:: To do ::
Locate each line in the rows below that contains the word "post" and copy it out, treating uppercase and lowercase as different.

— BEGIN —

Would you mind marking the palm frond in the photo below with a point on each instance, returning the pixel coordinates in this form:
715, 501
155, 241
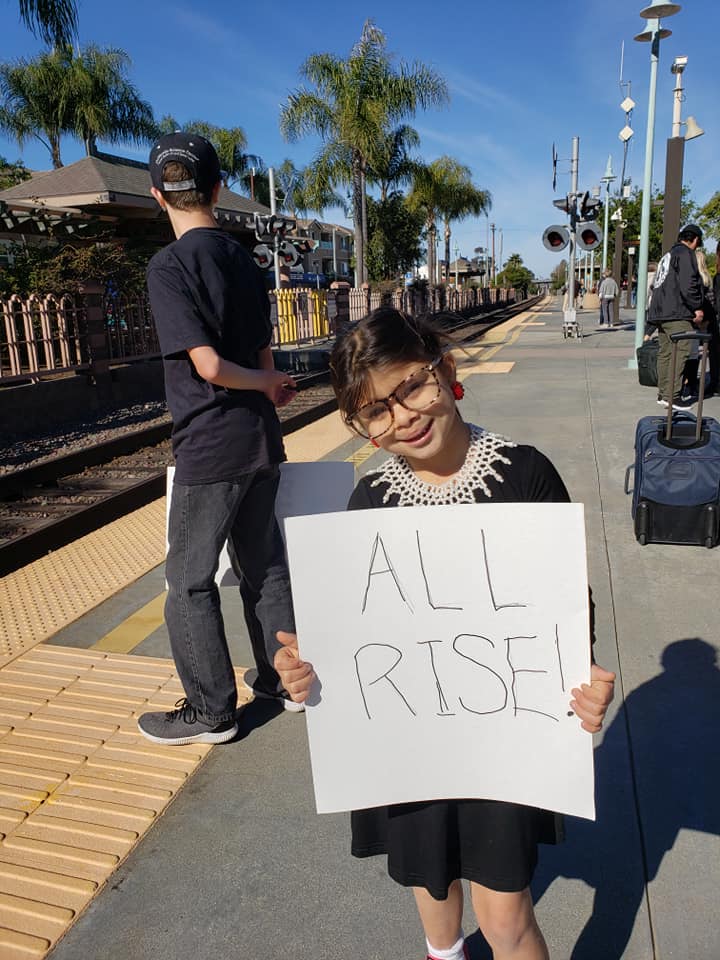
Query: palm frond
55, 21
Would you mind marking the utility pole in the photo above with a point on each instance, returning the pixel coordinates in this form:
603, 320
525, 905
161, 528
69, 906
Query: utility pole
492, 228
574, 162
276, 238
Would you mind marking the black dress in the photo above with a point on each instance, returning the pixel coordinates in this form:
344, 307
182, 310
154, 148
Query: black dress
491, 842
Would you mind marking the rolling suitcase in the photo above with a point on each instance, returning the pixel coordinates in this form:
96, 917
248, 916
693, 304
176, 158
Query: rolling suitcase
676, 487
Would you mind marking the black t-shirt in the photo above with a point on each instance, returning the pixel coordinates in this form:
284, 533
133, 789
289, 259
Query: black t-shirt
529, 478
205, 290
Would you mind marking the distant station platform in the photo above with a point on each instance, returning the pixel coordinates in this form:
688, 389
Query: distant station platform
115, 849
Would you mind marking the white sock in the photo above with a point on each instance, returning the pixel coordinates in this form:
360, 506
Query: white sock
455, 952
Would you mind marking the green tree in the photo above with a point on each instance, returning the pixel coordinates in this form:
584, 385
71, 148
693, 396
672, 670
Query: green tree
394, 236
515, 273
36, 100
353, 103
105, 103
12, 173
390, 164
54, 20
461, 199
444, 189
87, 95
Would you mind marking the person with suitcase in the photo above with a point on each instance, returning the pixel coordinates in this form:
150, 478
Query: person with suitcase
676, 307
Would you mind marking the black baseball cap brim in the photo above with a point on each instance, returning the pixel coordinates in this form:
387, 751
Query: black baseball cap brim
693, 230
194, 152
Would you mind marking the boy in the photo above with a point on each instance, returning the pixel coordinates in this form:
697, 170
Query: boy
212, 317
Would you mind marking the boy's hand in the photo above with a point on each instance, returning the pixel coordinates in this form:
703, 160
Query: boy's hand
296, 675
592, 700
278, 387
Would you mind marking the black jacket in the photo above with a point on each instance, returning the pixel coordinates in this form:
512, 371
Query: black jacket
678, 289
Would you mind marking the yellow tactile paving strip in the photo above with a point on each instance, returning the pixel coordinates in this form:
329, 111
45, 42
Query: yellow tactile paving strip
79, 786
38, 600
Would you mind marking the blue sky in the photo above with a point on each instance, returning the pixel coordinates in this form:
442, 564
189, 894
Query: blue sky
522, 75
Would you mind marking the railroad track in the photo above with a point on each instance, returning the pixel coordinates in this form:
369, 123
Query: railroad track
45, 506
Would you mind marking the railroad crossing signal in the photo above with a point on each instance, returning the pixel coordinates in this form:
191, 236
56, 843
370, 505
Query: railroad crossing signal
263, 256
582, 209
556, 238
268, 227
588, 236
589, 207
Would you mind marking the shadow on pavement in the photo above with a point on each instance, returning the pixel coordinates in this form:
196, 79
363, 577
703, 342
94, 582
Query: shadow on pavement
255, 715
674, 723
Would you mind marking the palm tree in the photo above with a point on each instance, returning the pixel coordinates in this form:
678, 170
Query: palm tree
86, 95
36, 99
353, 104
444, 189
55, 20
390, 164
462, 199
105, 103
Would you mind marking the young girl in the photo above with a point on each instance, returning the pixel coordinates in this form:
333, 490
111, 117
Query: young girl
396, 386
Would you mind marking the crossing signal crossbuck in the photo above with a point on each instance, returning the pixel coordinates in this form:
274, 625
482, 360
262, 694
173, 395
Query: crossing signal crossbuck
582, 209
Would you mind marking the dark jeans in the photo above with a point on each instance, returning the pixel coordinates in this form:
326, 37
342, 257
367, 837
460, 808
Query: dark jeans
606, 311
666, 389
202, 518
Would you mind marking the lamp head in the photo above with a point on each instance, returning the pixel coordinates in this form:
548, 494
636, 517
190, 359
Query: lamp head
678, 65
658, 11
647, 36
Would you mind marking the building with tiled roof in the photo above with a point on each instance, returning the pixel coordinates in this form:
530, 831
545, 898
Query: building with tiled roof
334, 251
101, 194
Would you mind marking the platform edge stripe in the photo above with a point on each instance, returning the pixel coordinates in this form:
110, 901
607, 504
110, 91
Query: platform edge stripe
20, 946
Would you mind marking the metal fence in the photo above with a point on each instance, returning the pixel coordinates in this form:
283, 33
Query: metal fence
45, 335
41, 336
299, 316
129, 329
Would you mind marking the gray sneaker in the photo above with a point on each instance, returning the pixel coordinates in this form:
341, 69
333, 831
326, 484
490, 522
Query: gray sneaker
182, 725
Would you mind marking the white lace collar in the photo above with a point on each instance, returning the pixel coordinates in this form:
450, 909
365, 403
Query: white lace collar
483, 453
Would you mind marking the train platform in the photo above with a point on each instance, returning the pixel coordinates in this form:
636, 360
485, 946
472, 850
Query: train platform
114, 849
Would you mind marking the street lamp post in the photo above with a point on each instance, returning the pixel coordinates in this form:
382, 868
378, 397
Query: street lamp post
674, 159
607, 179
653, 35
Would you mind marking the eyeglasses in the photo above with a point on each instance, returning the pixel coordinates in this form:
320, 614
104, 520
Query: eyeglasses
417, 392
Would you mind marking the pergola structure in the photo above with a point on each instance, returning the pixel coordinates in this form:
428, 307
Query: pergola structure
105, 197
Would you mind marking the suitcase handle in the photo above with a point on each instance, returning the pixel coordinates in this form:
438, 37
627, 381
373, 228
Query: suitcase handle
700, 337
627, 477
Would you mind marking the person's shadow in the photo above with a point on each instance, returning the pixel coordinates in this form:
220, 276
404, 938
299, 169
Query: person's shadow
646, 793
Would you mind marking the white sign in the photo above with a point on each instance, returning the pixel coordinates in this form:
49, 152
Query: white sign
305, 488
446, 642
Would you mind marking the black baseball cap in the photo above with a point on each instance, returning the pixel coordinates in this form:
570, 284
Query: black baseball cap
194, 152
691, 230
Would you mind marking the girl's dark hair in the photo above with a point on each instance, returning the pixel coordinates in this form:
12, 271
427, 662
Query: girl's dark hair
382, 338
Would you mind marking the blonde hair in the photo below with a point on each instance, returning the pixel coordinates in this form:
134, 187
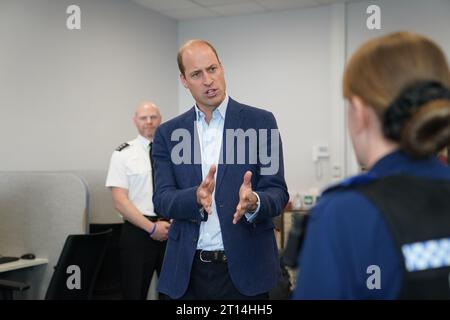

— END —

:: Answer for the task ::
Would you mind marking the street lamp post in the photo above with a point on each instance, returning the pixel coordinates in this form:
Query: street lamp post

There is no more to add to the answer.